# EXTRAIT DU TEXTE:

-----

Bon, c’est vrai qu’avec le second tour des élections municipales dans quelques jours, les politiciens n’ont plus tout à fait la tête à parler réformes, et encore moins à se plonger dans celles qui permettraient une vague économie de l’argent du contribuable. Mais qu’à cela ne tienne : vaillamment, un homme reste sur le pont à trouver des solutions innovantes et à sculpter un budget à la fraise de dentiste, le tout, avec le regard fixé sur l’objectif, c’est-à-dire son prochain poste de Commissaire Européen.
Vous avez reconnu Pierre Moscovici, qui n’aura jamais autant brillé qu’à ce poste de ministre de l’Économie (quand il n’a su en faire aucune) et des Finances (alors qu’il n’y a plus un rond en caisse). Et s’il lui faut briller, surtout actuellement, c’est parce qu’on sait que les municipales passées, le président Hollande devra indubitablement prendre acte du sentiment qu’on qualifiera de mitigé des Français à son égard.

-----

# MATÉRIEL FOURNI:

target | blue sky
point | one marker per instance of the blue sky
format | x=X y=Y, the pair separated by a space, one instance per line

-----

# ÉNONCÉ DU PROBLÈME:
Modifiez le passage de l'extrait sur Pierre Moscovici allant de « Bon, c’est vrai » jusqu'à « de Commissaire Européen. » en y remplaçant « contribuable » par « citoyen », puis recopiez-le en entier. Le matériel ci-dessus provient d'une source différente.

# SOLUTION PROPOSÉE:
Bon, c’est vrai qu’avec le second tour des élections municipales dans quelques jours, les politiciens n’ont plus tout à fait la tête à parler réformes, et encore moins à se plonger dans celles qui permettraient une vague économie de l’argent du citoyen. Mais qu’à cela ne tienne : vaillamment, un homme reste sur le pont à trouver des solutions innovantes et à sculpter un budget à la fraise de dentiste, le tout, avec le regard fixé sur l’objectif, c’est-à-dire son prochain poste de Commissaire Européen.